[DATA PROVIDED]

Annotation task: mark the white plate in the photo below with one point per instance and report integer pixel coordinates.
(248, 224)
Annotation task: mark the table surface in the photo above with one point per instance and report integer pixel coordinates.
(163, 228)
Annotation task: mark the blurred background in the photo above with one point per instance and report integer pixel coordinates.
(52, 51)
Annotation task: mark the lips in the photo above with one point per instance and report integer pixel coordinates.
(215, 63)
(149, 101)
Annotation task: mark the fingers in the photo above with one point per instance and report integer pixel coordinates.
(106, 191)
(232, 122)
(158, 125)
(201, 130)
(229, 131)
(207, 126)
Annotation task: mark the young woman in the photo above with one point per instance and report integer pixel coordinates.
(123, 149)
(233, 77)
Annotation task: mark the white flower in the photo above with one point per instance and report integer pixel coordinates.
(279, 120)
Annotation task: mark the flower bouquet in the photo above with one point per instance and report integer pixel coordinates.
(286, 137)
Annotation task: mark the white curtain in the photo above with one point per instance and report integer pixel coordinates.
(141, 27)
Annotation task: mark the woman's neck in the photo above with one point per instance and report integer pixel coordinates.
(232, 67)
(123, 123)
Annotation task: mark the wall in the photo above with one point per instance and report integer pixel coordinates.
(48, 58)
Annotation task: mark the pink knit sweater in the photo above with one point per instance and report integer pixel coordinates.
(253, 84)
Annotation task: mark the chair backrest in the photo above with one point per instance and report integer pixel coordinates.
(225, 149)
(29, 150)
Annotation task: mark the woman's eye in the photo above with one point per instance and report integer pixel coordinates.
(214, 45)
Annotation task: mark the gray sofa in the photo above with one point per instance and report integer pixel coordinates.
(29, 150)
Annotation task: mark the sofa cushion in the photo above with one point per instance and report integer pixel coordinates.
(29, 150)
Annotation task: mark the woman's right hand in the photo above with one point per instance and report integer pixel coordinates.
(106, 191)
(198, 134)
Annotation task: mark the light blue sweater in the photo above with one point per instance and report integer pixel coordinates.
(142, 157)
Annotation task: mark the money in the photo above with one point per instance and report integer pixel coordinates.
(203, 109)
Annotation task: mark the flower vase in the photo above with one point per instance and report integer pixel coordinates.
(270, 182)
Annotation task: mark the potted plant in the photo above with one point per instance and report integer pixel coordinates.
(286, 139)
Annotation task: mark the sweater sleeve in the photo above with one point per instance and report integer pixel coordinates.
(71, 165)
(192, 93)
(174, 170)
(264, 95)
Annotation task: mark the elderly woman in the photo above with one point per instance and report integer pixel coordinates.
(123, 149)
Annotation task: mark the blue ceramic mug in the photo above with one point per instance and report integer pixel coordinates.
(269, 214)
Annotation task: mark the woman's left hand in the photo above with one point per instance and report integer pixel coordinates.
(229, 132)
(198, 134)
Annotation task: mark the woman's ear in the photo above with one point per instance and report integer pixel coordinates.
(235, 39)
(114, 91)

[AIM] Give back all the data exactly as written.

[SOLUTION]
Annotation task: mark the white plate in the photo below with one point per instance and report integer pixel coordinates.
(248, 224)
Annotation task: mark the table surface in the photo above with one point per instance and report integer pixel coordinates.
(163, 228)
Annotation task: mark the blurred background in the photo above with one point per instance and report integer pixel coordinates.
(52, 51)
Annotation task: mark the lips in the photo above with one point per instance and report integer pixel coordinates.
(215, 63)
(149, 101)
Annotation task: mark the fingers in the photo above with one point per instance and report integer pixel coordinates.
(106, 191)
(232, 122)
(158, 125)
(201, 130)
(229, 131)
(207, 126)
Annotation task: mark the young woman in the photo above with one point per instance and report integer pixel coordinates.
(123, 149)
(233, 77)
Annotation task: mark the white flower in the photo above with one point per instance and report integer pixel coordinates.
(279, 120)
Annotation task: mark the flower bouquet in the photo above with one point per instance and report integer pixel coordinates.
(286, 137)
Annotation task: mark the white curtain in the photo above with one point per instance and report integer pixel coordinates.
(141, 27)
Annotation task: mark the woman's neck in the photo above with one point per instance and report integer pixel coordinates.
(232, 67)
(123, 123)
Annotation task: mark the wall in the photo above with one point per instance and report integer pixel coordinates.
(48, 58)
Annotation task: mark the pink knit sweater in the photo above with one point per instance and report integer pixel coordinates.
(253, 84)
Annotation task: mark the chair backrest in the photo above with one point per instance and report integer pixel coordinates.
(225, 149)
(29, 150)
Annotation task: mark the woman's eye in the photo above with one point per instance and report integer pixel coordinates.
(214, 45)
Annotation task: mark the gray sofa in the photo above with one point per instance and report integer pixel coordinates.
(29, 150)
Annotation task: mark the sofa cushion in the photo above with one point per instance and report integer pixel coordinates.
(29, 150)
Annotation task: mark the woman's right hand in the photo above with one point per instance and report integer pixel coordinates.
(106, 191)
(198, 134)
Annotation task: mark the light blue sweater in the photo above with one point per instance and report integer pixel coordinates.
(142, 157)
Annotation task: mark the money in the photo above with one point per instance and report integer pixel coordinates.
(203, 109)
Annotation task: mark the flower vase in the photo above with one point per instance and report integer pixel coordinates.
(270, 182)
Annotation task: mark the potted plant in the photo above with one point per instance and report integer pixel coordinates.
(286, 139)
Annotation task: mark the sweater sleeve in the photo above with one point per instance and report integer pixel coordinates.
(71, 165)
(192, 93)
(174, 170)
(264, 95)
Annotation task: mark the elderly woman in the photo above with one point per instance and report integer pixel coordinates.
(123, 149)
Annotation task: mark the blue ceramic mug in the photo above with one point per instance and report integer pixel coordinates.
(269, 214)
Annotation task: mark the woman's left hand in the photo above with one point per instance and report integer pixel coordinates.
(229, 132)
(198, 134)
Annotation task: mark the woman's ear in the photo above with one point per instance and report integer pixel coordinates.
(235, 39)
(114, 91)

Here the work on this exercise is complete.